抜粋本文:

········

原画:愛上陸、シナリオ:NATORI烏賊の『催眠学習-Secret Desire-』、2021年3月26日発売予定

 ブランドは「だーくワン!」。本ソフトがデビュー作となる新興ブランドで、細部を端折って端的に説明するとネクストン系列です。原画の「愛上陸(あいうえ・おか)」は同人誌として発行している『催眠性指導』シリーズで有名な18禁漫画家であり、商業でも『イジラレ』という「いじめっ娘グループに催眠術をかけて好き放題ヤりまくる」作品を描くほど催眠モノが好きなクリエイターだ。ちなみに「愛上陸」はユニット名で「waon」と「越前」の二人組。シナリオを担当する「NATORI烏賊」はエロゲーで数多くの催眠モノを手掛けてきたライターであり、『操心術』の「おくとぱす」ともども後続にかなり影響を及ぼしている。2001年の『催眠術』を皮切りに、これまで軽く10本を超える数の催眠エロゲーを物してきました。主人公だったりライバルだったりと、登場する作品によってポジションが変わる名物キャラ「村越進太」を生み出したことでも知られる。が、『催眠術3』発売時に「もう村越はいいだろう」とコメントし、以降は封印する方向へ舵を切った。最後に顔を見せたのは2014年の『催眠術Re』だったかな? 『催眠学園○年生』シリーズでは「初山啓太」というジェネリック村越なキャラを出しているけど。

 『催眠学習』は今年の5月に美少女文庫から発売された挿絵付きエロ小説であり、本ソフトはそのPCゲーム化という位置付けになる。エロ小説のエロゲー化はそう頻繁に行われるものではないが、過去にも「綺羅光」原作の『女教師・恥辱の旋律』がリリースされています。他は……なんかあった気がするけど忘れた。ともあれ『催眠学習-Secret Desire-』はNATORI烏賊曰く「小説には無かった追加シーンもあれこれ!」とのことで、小説版をベースにしつつ内容を強化したものになるみたいだ。価格は税抜きで3000円台、ロープライスだから大幅な追加は期待できないかもしれない。気になるのはだーくワン!の2作目以降の企画ですね。またこのコンビで催眠モノをやるのか、それともまったく別の路線にチャレンジするのか。とにかく来年の3月が待ち遠しいです。

【予告】第2部 第5.5章「地獄界曼荼羅 平安京 轟雷一閃」開幕予定!

········

記録:
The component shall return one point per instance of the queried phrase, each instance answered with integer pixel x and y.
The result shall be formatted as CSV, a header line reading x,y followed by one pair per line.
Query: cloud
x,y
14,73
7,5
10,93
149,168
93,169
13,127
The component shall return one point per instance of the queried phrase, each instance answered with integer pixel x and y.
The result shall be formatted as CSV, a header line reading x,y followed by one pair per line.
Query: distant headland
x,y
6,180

········

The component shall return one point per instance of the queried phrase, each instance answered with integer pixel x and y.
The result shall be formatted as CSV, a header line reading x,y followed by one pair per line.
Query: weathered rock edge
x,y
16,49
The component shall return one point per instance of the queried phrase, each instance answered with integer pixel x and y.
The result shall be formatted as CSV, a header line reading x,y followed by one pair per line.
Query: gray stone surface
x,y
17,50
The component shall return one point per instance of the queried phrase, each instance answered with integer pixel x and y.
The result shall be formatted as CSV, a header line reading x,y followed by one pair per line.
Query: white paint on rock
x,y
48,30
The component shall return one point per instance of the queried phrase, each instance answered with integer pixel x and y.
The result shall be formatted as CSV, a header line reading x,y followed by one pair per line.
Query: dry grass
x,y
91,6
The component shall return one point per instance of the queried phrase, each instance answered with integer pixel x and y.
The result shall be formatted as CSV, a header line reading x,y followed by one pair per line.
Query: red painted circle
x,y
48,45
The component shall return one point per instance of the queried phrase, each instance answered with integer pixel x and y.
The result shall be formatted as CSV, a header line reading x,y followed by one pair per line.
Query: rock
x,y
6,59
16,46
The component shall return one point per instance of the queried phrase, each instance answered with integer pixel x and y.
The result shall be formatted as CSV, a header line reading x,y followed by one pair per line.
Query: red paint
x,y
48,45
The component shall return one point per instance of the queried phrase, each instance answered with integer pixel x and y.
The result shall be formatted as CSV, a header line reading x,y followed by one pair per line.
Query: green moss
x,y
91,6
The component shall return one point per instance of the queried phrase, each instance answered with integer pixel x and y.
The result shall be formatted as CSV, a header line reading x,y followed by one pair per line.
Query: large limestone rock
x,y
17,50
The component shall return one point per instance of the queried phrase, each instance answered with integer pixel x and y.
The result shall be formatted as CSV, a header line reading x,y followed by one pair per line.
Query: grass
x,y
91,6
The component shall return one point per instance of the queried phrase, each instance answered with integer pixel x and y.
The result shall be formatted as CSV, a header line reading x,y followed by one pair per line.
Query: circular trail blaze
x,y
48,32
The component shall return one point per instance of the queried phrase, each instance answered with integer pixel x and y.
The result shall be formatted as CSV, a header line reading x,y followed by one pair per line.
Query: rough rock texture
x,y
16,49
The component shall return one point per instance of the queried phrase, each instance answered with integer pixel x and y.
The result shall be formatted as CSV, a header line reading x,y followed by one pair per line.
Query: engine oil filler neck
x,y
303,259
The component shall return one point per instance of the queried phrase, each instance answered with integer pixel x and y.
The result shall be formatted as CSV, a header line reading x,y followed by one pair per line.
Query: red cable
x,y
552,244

········

やること:
1: 記録の中から文字列「rock」を含む行をすべて抜き出して示してください。大文字と小文字は区別する。
2: 『催眠学習-Secret Desire-』の発売を紹介する記事の続きを、最後に示された一文の後から書くこと。

解答一覧:
1:
Query: weathered rock edge
Query: white paint on rock
Query: rock
Query: large limestone rock
Query: rough rock texture

2:
 渡辺綱と「キャスターリンボ」こと蘆屋道満の実装は予想の範疇。マスターレベルの上限解放も嬉しかった。だが、一番気になったのはCMにチラッと映る牛若丸っぽいキャラ。牛若丸オルタのように見た目をちょっとだけ変えたユニークエネミーなのか、それとも私がずっと待望していた「源義経」なのか……判断材料が少な過ぎて何とも言い切れない。期間限定イベントだと水着以外でピックアップ2が来ることはほとんどないのですが、5.5章は常設シナリオ扱いみたいなので普通にピックアップ2が始まる可能性高いんですよね……なので道満と綱のピックアップはスルーして、義経(仮)が来るかもしれないPU2に備えます。来なかったら来なかったで呼符と石は新規クリスマスイベント(あるよね?)に突っ込む。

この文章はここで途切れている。